* **Exercise description**:
Could you extract every line of the listing below and copy each one unchanged, leaving the picture out?

[Excerpts from pointing data]
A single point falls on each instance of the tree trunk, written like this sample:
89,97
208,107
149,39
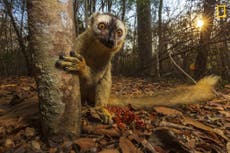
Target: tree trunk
224,51
51,31
19,37
203,48
159,49
144,33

* **Answer to this exercise**:
A single point falls on each instance of the tree trunk, written like this sample:
89,97
208,107
149,39
Target: tree trunk
224,51
51,31
19,37
203,48
159,49
144,33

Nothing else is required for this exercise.